Record extracts:

- - - - -

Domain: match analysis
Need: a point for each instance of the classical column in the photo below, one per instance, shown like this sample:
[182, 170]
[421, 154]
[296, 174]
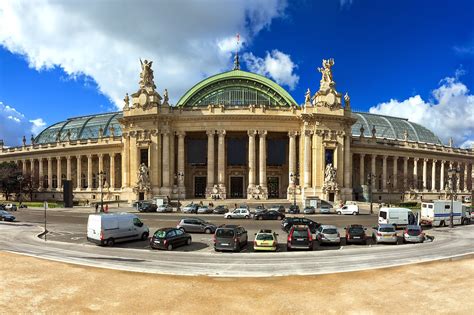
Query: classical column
[112, 170]
[68, 167]
[292, 156]
[425, 163]
[433, 175]
[58, 172]
[307, 158]
[263, 157]
[78, 171]
[362, 169]
[384, 172]
[221, 158]
[415, 173]
[395, 173]
[441, 176]
[181, 163]
[210, 158]
[252, 165]
[89, 171]
[374, 171]
[166, 159]
[50, 173]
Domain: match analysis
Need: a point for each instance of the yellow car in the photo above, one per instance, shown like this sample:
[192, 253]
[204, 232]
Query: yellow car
[265, 240]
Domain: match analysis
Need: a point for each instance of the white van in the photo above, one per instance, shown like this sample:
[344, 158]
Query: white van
[396, 216]
[106, 229]
[438, 212]
[348, 209]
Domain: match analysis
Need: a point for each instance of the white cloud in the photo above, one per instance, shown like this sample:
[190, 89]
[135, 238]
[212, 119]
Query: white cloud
[13, 125]
[449, 114]
[104, 40]
[276, 64]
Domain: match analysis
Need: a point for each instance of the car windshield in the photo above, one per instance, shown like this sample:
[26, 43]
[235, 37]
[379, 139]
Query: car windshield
[227, 233]
[160, 233]
[264, 237]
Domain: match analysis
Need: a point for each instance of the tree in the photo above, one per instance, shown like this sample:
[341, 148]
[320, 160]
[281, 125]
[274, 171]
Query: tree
[9, 172]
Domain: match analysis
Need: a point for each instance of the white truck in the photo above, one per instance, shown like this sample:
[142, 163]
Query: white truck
[107, 229]
[438, 213]
[396, 216]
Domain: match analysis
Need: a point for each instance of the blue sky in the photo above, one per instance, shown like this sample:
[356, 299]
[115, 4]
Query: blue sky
[404, 58]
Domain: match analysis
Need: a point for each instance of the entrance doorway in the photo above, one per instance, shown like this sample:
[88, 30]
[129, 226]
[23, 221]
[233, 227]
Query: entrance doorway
[200, 186]
[273, 184]
[237, 187]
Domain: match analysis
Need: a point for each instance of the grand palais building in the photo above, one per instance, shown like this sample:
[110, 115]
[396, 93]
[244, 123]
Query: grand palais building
[239, 135]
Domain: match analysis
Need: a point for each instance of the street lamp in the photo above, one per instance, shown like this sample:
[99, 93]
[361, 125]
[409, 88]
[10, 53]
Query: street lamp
[102, 175]
[452, 173]
[179, 177]
[294, 178]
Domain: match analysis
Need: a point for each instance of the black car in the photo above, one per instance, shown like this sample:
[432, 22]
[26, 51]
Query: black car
[169, 238]
[147, 207]
[355, 233]
[269, 215]
[299, 237]
[6, 216]
[220, 210]
[287, 223]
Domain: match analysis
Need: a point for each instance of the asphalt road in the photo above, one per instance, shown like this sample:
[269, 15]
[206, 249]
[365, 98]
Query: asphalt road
[66, 242]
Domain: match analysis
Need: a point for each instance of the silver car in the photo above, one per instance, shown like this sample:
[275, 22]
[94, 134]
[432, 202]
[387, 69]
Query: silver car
[385, 233]
[413, 234]
[328, 234]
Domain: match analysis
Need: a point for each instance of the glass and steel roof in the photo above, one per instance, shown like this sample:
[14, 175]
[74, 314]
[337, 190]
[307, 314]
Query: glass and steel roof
[392, 128]
[81, 128]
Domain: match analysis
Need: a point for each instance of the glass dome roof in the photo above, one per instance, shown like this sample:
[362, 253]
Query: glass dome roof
[81, 128]
[392, 128]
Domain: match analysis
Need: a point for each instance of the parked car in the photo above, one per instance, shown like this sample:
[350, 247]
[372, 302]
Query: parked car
[191, 225]
[299, 237]
[348, 209]
[265, 240]
[147, 207]
[328, 234]
[239, 213]
[204, 210]
[385, 233]
[295, 209]
[355, 233]
[6, 216]
[169, 238]
[309, 210]
[107, 229]
[269, 215]
[413, 234]
[230, 237]
[278, 208]
[164, 208]
[190, 208]
[220, 210]
[288, 222]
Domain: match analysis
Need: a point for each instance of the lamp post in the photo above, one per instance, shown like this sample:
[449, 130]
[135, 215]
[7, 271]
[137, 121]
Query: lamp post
[294, 178]
[179, 177]
[102, 175]
[452, 173]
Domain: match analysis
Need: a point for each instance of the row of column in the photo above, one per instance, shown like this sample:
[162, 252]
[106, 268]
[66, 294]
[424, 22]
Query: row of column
[58, 160]
[424, 181]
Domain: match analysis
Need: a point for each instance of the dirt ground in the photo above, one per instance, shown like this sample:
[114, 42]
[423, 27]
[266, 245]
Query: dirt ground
[31, 285]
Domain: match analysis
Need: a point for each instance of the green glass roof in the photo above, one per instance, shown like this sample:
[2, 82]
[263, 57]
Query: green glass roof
[81, 128]
[237, 88]
[392, 128]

- - - - -

Exercise prompt: The listing above must be printed again exactly, minus its pictures.

Finished exercise:
Domain: match analysis
Need: a point for each instance of the classical column in the photo below, one per instance, shown like this sample:
[182, 170]
[421, 154]
[296, 174]
Query: classical column
[112, 170]
[68, 167]
[292, 156]
[425, 163]
[433, 175]
[58, 172]
[307, 158]
[263, 157]
[78, 171]
[362, 169]
[384, 172]
[221, 158]
[415, 173]
[395, 173]
[441, 176]
[181, 163]
[210, 158]
[252, 165]
[89, 171]
[374, 171]
[166, 159]
[50, 173]
Domain: match analysis
Need: a point for each instance of the yellow car in the photo above, one per instance, shown like this sample:
[192, 253]
[204, 232]
Query: yellow car
[265, 240]
Domain: match analysis
Need: a point for each instance of the white van in the photo above, one per instance, shown like this sample:
[344, 158]
Query: white van
[396, 216]
[106, 229]
[438, 212]
[348, 209]
Domain: match analysis
Need: a point for each instance of the white cloud in the photo above, one per instance, shown like this sample:
[190, 89]
[135, 238]
[212, 119]
Query: white cloud
[13, 125]
[449, 114]
[104, 40]
[276, 64]
Domain: match analysis
Need: a point for each instance of the car windshield in the photo above, one per instance, shown like this sample:
[26, 43]
[235, 37]
[379, 139]
Query: car windshield
[227, 233]
[160, 233]
[264, 237]
Domain: match analysis
Need: a point for each instance of the tree in the photo above, one per instance, shown like this sample:
[341, 148]
[320, 160]
[281, 125]
[274, 171]
Query: tree
[9, 172]
Domain: match analysis
Need: a point for each instance of the white truck in the photo above, one per instance, shown like this sample:
[142, 163]
Query: white truck
[107, 229]
[438, 213]
[396, 216]
Domain: match analysis
Need: a point for each instance of the blue sky in the photo above, one per instance, shown like this sample:
[356, 299]
[115, 4]
Query: blue sky
[404, 58]
Domain: match analysis
Need: a point for each instance of the entrance doorway in the photo above, one per instance, shown like this sample:
[88, 30]
[129, 226]
[23, 221]
[233, 227]
Query: entrance doorway
[200, 186]
[273, 184]
[237, 187]
Domain: match analysis
Need: a point for each instance of the grand palais building in the photo above, one per instance, shown like this sample:
[110, 115]
[396, 93]
[244, 123]
Query: grand palais building
[239, 135]
Domain: match analysis
Need: a point for each instance of the street lamp in the photo above, one per instance, shown like this sample:
[99, 93]
[361, 125]
[409, 88]
[10, 53]
Query: street lamp
[102, 175]
[452, 173]
[179, 177]
[294, 178]
Domain: match analysis
Need: a point for each instance of the black car in the photo above, one per instance, shown like this sample:
[432, 22]
[26, 51]
Query: black car
[169, 238]
[147, 207]
[355, 233]
[269, 215]
[299, 237]
[6, 216]
[220, 210]
[287, 223]
Domain: match analysis
Need: a point for each instance of the asphalt road in the photo above, one per instance, shown like this sample:
[269, 15]
[206, 249]
[365, 98]
Query: asphalt road
[66, 242]
Domain: match analysis
Need: a point for each instance of the silver car in the photo above, one per instance, shown like this sample:
[275, 22]
[94, 134]
[432, 202]
[387, 69]
Query: silver car
[385, 233]
[413, 234]
[328, 234]
Domain: match analysis
Need: a point for each instance of the glass and steel roof in the photo above, one per instance, shown like this sample:
[14, 175]
[74, 314]
[337, 190]
[307, 314]
Query: glass and steel roof
[392, 128]
[81, 128]
Domain: match analysis
Need: a point for each instance of the glass dome roof in the photo above, one per instance, shown like this sample:
[362, 253]
Query: glass dome roof
[81, 128]
[392, 128]
Domain: match analysis
Need: a point for each instance of the parked car in the photo above, one per instance, shown like this sample:
[350, 247]
[372, 302]
Query: parked car
[191, 225]
[299, 237]
[348, 209]
[265, 240]
[147, 207]
[328, 234]
[239, 213]
[204, 210]
[385, 233]
[295, 209]
[355, 233]
[6, 216]
[169, 238]
[309, 210]
[107, 229]
[269, 215]
[413, 234]
[230, 237]
[278, 208]
[164, 208]
[190, 208]
[220, 210]
[288, 222]
Domain: match analysis
Need: a point for each instance of the lamp post in the photo above, one per instance, shown like this sample:
[449, 130]
[135, 215]
[7, 271]
[137, 121]
Query: lamp post
[294, 178]
[179, 177]
[102, 175]
[452, 173]
Domain: match analysis
Need: a point for each instance of the row of column in the photo above, one per instance, shown like this sample:
[162, 252]
[106, 268]
[66, 294]
[424, 22]
Query: row of column
[58, 160]
[424, 181]
Domain: match analysis
Need: a point for each instance of the dirt ground in the photo above, one per instance, shown like this sample:
[114, 42]
[423, 27]
[266, 245]
Query: dirt ground
[31, 285]
Domain: match analysis
Need: a point for each instance of the green glass roof in the photo above, one per instance, shown like this sample:
[2, 82]
[263, 57]
Query: green glass roof
[81, 128]
[237, 88]
[392, 128]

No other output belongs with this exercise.